Data provided:

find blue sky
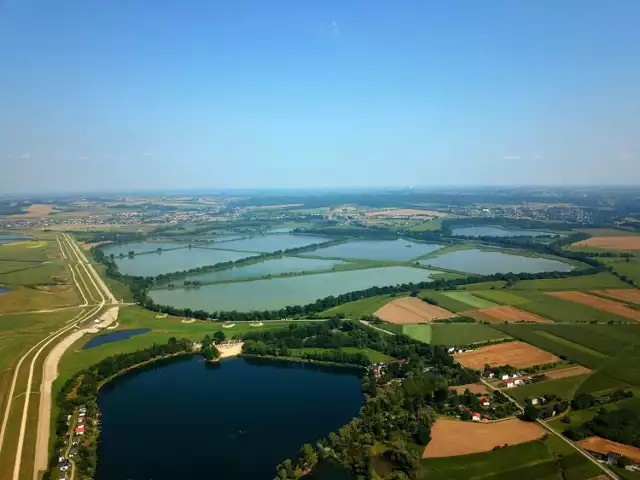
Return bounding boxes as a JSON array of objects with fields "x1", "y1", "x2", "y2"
[{"x1": 0, "y1": 0, "x2": 640, "y2": 193}]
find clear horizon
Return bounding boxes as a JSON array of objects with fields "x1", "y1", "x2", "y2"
[{"x1": 0, "y1": 0, "x2": 640, "y2": 195}]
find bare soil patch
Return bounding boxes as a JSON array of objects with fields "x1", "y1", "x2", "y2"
[
  {"x1": 460, "y1": 305, "x2": 552, "y2": 323},
  {"x1": 571, "y1": 235, "x2": 640, "y2": 250},
  {"x1": 453, "y1": 342, "x2": 560, "y2": 369},
  {"x1": 578, "y1": 437, "x2": 640, "y2": 463},
  {"x1": 593, "y1": 288, "x2": 640, "y2": 304},
  {"x1": 365, "y1": 208, "x2": 447, "y2": 217},
  {"x1": 422, "y1": 418, "x2": 544, "y2": 458},
  {"x1": 374, "y1": 297, "x2": 456, "y2": 324},
  {"x1": 547, "y1": 292, "x2": 640, "y2": 322},
  {"x1": 544, "y1": 365, "x2": 591, "y2": 380},
  {"x1": 82, "y1": 240, "x2": 113, "y2": 251},
  {"x1": 449, "y1": 383, "x2": 489, "y2": 395}
]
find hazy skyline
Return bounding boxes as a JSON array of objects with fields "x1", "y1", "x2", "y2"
[{"x1": 0, "y1": 0, "x2": 640, "y2": 193}]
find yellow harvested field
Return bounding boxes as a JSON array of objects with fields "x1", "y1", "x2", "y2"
[
  {"x1": 449, "y1": 383, "x2": 489, "y2": 395},
  {"x1": 374, "y1": 297, "x2": 456, "y2": 324},
  {"x1": 593, "y1": 288, "x2": 640, "y2": 304},
  {"x1": 422, "y1": 418, "x2": 544, "y2": 458},
  {"x1": 544, "y1": 365, "x2": 591, "y2": 380},
  {"x1": 459, "y1": 305, "x2": 552, "y2": 323},
  {"x1": 547, "y1": 292, "x2": 640, "y2": 322},
  {"x1": 82, "y1": 240, "x2": 113, "y2": 251},
  {"x1": 453, "y1": 342, "x2": 560, "y2": 370},
  {"x1": 571, "y1": 235, "x2": 640, "y2": 250},
  {"x1": 578, "y1": 437, "x2": 640, "y2": 463},
  {"x1": 365, "y1": 208, "x2": 447, "y2": 217}
]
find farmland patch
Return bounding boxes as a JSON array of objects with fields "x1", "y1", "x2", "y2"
[
  {"x1": 549, "y1": 292, "x2": 640, "y2": 321},
  {"x1": 423, "y1": 419, "x2": 544, "y2": 458},
  {"x1": 374, "y1": 297, "x2": 456, "y2": 324},
  {"x1": 442, "y1": 292, "x2": 499, "y2": 308},
  {"x1": 460, "y1": 305, "x2": 551, "y2": 323}
]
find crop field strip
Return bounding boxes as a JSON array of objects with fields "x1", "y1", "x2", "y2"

Exercise requirements: Rewrite the lines above, changing each "find" to "locate" and keeping all else the same. Leave the pictures out.

Task output:
locate blue sky
Return bounding boxes as a JSON array of objects with fields "x1", "y1", "x2", "y2"
[{"x1": 0, "y1": 0, "x2": 640, "y2": 193}]
locate clear horizon
Return bounding boxes as a JSON array of objects with fields "x1", "y1", "x2", "y2"
[{"x1": 0, "y1": 0, "x2": 640, "y2": 195}]
locate bare soil patch
Return bounding boxes as a JSON array of objects with fields "x1", "y1", "x2", "y2"
[
  {"x1": 460, "y1": 305, "x2": 552, "y2": 323},
  {"x1": 571, "y1": 235, "x2": 640, "y2": 250},
  {"x1": 453, "y1": 342, "x2": 560, "y2": 369},
  {"x1": 578, "y1": 437, "x2": 640, "y2": 463},
  {"x1": 593, "y1": 288, "x2": 640, "y2": 304},
  {"x1": 365, "y1": 208, "x2": 447, "y2": 217},
  {"x1": 422, "y1": 418, "x2": 544, "y2": 458},
  {"x1": 374, "y1": 297, "x2": 456, "y2": 324},
  {"x1": 547, "y1": 292, "x2": 640, "y2": 322},
  {"x1": 544, "y1": 365, "x2": 591, "y2": 380},
  {"x1": 82, "y1": 240, "x2": 113, "y2": 251},
  {"x1": 449, "y1": 383, "x2": 489, "y2": 395}
]
locate hazy skyline
Return bounding boxes as a JSON array of objects with fields "x1", "y1", "x2", "y2"
[{"x1": 0, "y1": 0, "x2": 640, "y2": 193}]
locate yellow harvested field
Return bounding boxes as a JSON array of objects with fields "x1", "y1", "x2", "y2"
[
  {"x1": 449, "y1": 383, "x2": 489, "y2": 395},
  {"x1": 374, "y1": 297, "x2": 456, "y2": 324},
  {"x1": 593, "y1": 288, "x2": 640, "y2": 304},
  {"x1": 422, "y1": 418, "x2": 544, "y2": 458},
  {"x1": 544, "y1": 365, "x2": 591, "y2": 380},
  {"x1": 459, "y1": 305, "x2": 552, "y2": 323},
  {"x1": 547, "y1": 292, "x2": 640, "y2": 322},
  {"x1": 82, "y1": 240, "x2": 113, "y2": 251},
  {"x1": 453, "y1": 342, "x2": 560, "y2": 370},
  {"x1": 571, "y1": 235, "x2": 640, "y2": 250},
  {"x1": 578, "y1": 437, "x2": 640, "y2": 463},
  {"x1": 365, "y1": 208, "x2": 447, "y2": 217}
]
locate farmland patch
Return bounding boxes as a JSON array of objects with fields "x1", "y1", "x2", "y2"
[
  {"x1": 549, "y1": 292, "x2": 640, "y2": 321},
  {"x1": 423, "y1": 419, "x2": 544, "y2": 458},
  {"x1": 374, "y1": 297, "x2": 456, "y2": 324},
  {"x1": 442, "y1": 292, "x2": 499, "y2": 308},
  {"x1": 460, "y1": 305, "x2": 551, "y2": 323}
]
locate crop field strip
Return bounding boxes as a JSON array of objects with fields "x1", "y1", "x2", "y2"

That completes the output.